Requests >>
[1] Copy the passage on China's stock market between "The good news" and "and the UK.", inclusive.
[2] Write the next part of the passage on China's stock market, picking up right after its final sentence.

Document segment >>
====
The good news for China investors is that China has not suffered
the bear markets that other developing nations have endured.
In a recent ranking of stock price drops country-by-country,
China stood among the best performing economies including
the USA, Canada and the UK.
Compared
to China, emerging market stars like India, Russia and Kuwait
have taken a back seat. They are deep in "bear" territory
while China has endured the market setbacks with little more
than a scratch.
In
fact, one of the country's leading economists predicts that
the national economy will slow only fractionally during 2006.
Yao Jingyuan, the chief economist at the powerful National
Bureau of Statistics, expects China's gross domestic product
will expand at a rate between eight and nine percent during
the coming year.
That's
a healthy clip but not inflationary. We believe that continued
growth in economic production and demand will continue to
stimulate the performance of our preferred investments while
stopping short of overheating the economy.
====
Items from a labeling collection
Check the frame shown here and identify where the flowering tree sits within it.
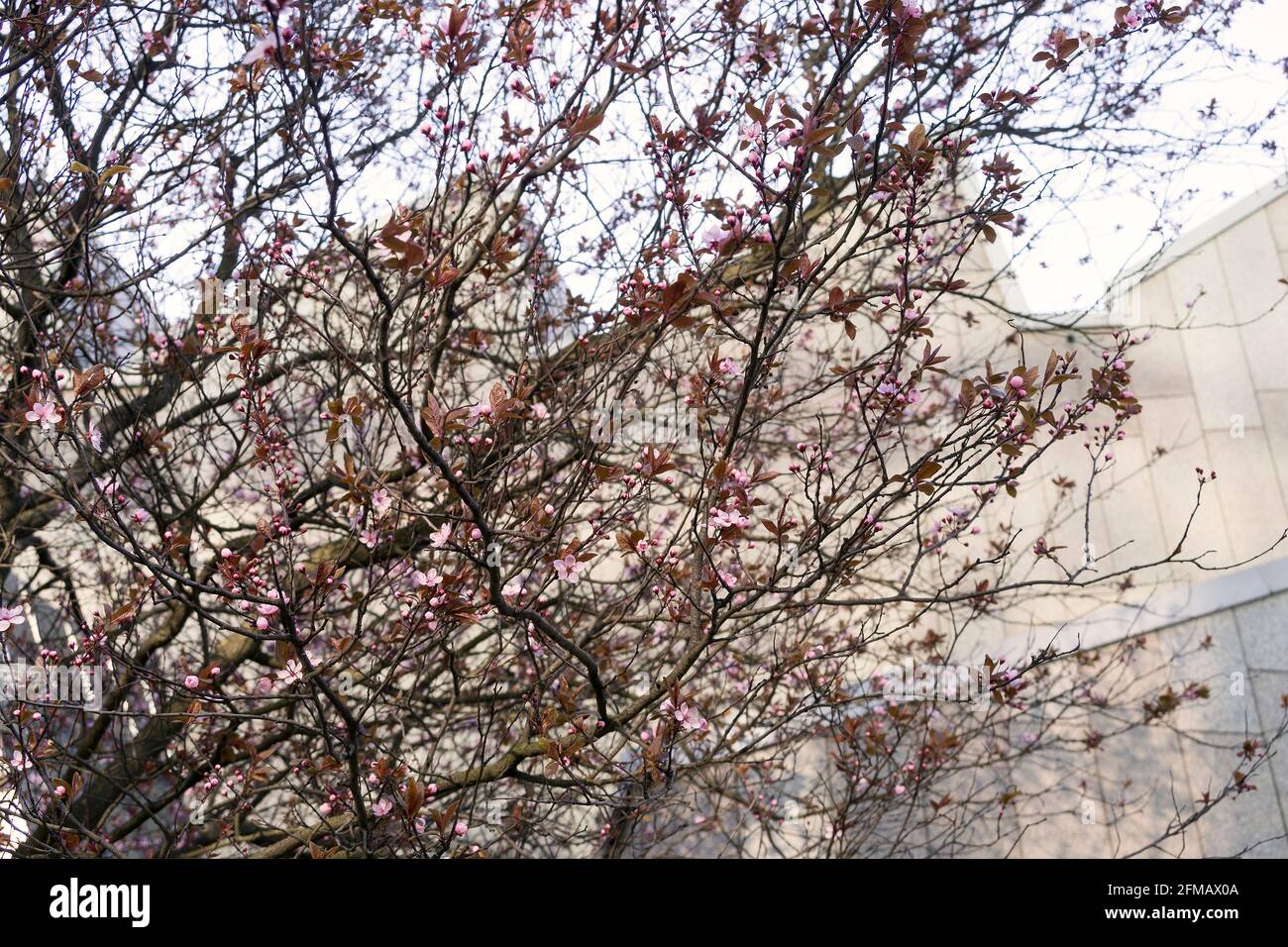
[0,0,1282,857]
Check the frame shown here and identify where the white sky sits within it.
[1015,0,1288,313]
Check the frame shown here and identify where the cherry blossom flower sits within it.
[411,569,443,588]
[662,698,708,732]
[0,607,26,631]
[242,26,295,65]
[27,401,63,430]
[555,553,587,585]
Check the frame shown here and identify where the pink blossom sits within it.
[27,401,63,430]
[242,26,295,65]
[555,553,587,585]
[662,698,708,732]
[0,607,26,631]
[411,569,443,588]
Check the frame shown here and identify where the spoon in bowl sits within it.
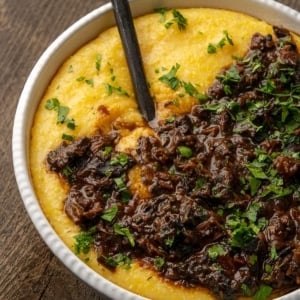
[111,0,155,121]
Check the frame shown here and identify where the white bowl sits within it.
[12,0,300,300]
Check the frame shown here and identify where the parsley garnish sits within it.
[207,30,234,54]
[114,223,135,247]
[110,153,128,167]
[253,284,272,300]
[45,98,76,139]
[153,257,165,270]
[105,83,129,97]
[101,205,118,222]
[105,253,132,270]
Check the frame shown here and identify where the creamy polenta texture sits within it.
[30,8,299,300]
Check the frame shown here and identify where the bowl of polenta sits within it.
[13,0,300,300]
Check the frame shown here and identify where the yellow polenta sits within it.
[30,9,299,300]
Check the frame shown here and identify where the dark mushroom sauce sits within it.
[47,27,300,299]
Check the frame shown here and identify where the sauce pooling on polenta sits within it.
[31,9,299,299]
====
Answers to the exercise >>
[1]
The good news for China investors is that China has not suffered
the bear markets that other developing nations have endured.
In a recent ranking of stock price drops country-by-country,
China stood among the best performing economies including
the USA, Canada and the UK.

[2]
Let's
examine another shift in the economy: It is widely believed
that China's export boom will begin to ease off. The country's
trade surplus is expected to come in at $100 billion during
2005, more than triple the previous year's $32 billion surplus.
Even if the country's export growth rate moderates, there
will probably be continuing friction with China's trading
partners, especially the United States. The U.S. consumes
about 40% of China's exports according to the World Bank.
There
are profound issues swirling around China's export surplus.
Most Chinese trading partners agree that the national currency,
the yuan is being kept artificially low. The low valuation
of the Chinese currency makes exports more attractive to foreign
buyers, and some say that gives China an unfair advantage.
The
most radical voices in the U.S. Congress are demanding tariffs
of 27.5% on all goods imported from China. They argue that
would be a fair and justified step to protect American jobs
because they say 27.5% is exactly the amount they believe
the Yuan has been undervalued.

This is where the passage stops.